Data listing
◇ ◇ ◇ ◇ ◇

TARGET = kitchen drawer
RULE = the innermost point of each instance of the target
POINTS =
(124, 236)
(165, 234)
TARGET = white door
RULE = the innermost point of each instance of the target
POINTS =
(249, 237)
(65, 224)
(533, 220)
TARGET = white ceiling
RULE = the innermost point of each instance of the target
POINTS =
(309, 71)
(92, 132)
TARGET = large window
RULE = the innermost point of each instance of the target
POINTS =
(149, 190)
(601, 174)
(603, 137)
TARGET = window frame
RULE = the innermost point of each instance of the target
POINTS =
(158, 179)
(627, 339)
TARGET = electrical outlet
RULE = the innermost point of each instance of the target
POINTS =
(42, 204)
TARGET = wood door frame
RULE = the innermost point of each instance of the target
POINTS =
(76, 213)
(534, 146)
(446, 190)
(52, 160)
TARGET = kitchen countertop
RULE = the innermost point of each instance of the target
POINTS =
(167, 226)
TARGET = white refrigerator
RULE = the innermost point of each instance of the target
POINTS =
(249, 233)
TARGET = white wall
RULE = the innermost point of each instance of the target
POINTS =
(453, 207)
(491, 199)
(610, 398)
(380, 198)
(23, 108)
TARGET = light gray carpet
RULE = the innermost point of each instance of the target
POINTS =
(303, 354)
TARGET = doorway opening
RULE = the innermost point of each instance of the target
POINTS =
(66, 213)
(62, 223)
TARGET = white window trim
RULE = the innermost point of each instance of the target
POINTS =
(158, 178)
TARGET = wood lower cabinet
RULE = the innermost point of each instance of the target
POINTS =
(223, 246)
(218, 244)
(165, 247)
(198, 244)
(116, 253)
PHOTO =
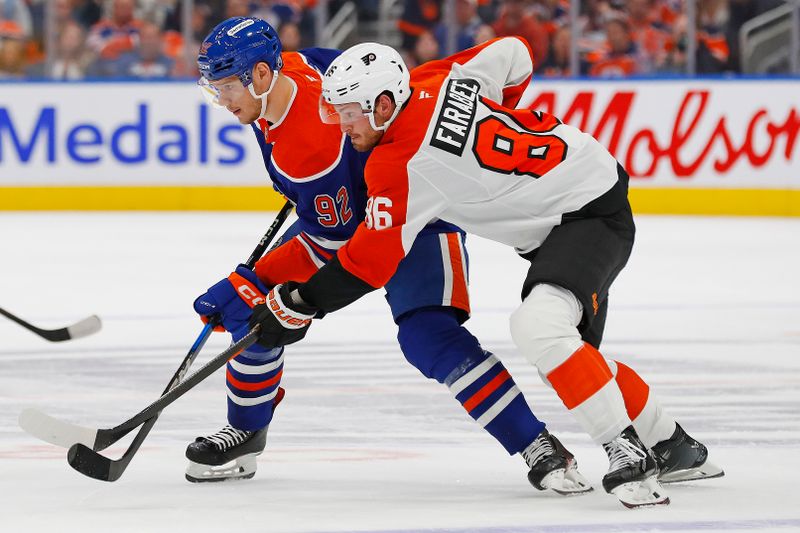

◇ ◇ ◇ ◇ ◇

**Exercise objective:** Please transcribe all of the items above line for line, without any changes, and leave the picture out.

**Solution to this problem:**
TARGET = kitchen drawer
RULE = the innermost point of each instance of the target
POINTS =
(124, 236)
(165, 234)
TARGET = white door
RULE = the innermost point of each instance of the target
POINTS =
(249, 237)
(65, 224)
(533, 220)
TARGET = white ceiling
RULE = the innermost point of each instance of the target
POINTS =
(309, 71)
(92, 132)
TARGET = large window
RULE = the innermost point of each instance of the target
POINTS =
(149, 190)
(601, 174)
(603, 137)
TARGET = window frame
RULE = the innermost point of each instance of the target
POINTS =
(158, 179)
(627, 339)
TARGET = electrical outlet
RULE = the innermost point of each instance of the target
POINTS =
(42, 204)
TARGET = wood door frame
RULE = the innermost point of each instance of the target
POINTS =
(76, 213)
(534, 146)
(446, 190)
(52, 160)
TARGET = kitchen countertop
RULE = the innermost point of each instance of the target
POINTS =
(167, 226)
TARGET = white refrigerator
RULE = the innermost point of each instance of the target
POINTS =
(249, 233)
TARGET = white wall
RULE = the innermost point of each instance of the target
POINTS =
(453, 207)
(491, 199)
(610, 398)
(380, 198)
(23, 108)
TARGET = light gray carpet
RULE = the innermost point of each instance of the target
POINTS =
(303, 354)
TARGET = doorway opening
RULE = the innermost point of each instance of the target
POINTS =
(66, 213)
(62, 223)
TARGET = white window trim
RULE = the innermost point of each instance of the target
POINTS =
(158, 178)
TARGET = wood lower cabinet
RULE = the innermost point of each instance of the target
POINTS =
(223, 246)
(218, 244)
(165, 247)
(198, 244)
(116, 253)
PHOTO =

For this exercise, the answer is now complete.